Exercise directions: Using the listing that follows, filter out every line lacking the string "wall" and return the rest.

________________

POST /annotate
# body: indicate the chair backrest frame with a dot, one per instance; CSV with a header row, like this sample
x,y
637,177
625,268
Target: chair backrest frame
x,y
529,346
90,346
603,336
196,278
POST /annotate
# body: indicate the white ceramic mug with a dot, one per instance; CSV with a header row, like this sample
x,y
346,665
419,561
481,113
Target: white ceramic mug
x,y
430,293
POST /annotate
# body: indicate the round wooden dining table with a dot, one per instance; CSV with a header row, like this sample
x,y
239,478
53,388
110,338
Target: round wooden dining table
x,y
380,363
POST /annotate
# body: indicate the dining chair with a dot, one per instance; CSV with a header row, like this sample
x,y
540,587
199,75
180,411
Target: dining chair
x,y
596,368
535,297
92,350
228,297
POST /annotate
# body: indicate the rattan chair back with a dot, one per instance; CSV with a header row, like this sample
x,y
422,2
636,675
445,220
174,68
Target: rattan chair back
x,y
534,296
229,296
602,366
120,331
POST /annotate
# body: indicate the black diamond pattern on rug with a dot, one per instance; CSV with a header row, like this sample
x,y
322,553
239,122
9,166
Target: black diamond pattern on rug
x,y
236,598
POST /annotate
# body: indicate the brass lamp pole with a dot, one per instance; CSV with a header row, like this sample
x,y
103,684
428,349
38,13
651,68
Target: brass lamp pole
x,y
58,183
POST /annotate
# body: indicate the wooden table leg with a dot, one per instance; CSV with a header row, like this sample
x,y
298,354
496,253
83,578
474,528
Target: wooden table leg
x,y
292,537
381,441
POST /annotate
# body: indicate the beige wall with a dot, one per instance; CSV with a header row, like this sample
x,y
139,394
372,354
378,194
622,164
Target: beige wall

________________

Answer section:
# body: indicate the beige wall with a dot, one per instance; CSV with a header row, like this sample
Target: beige wall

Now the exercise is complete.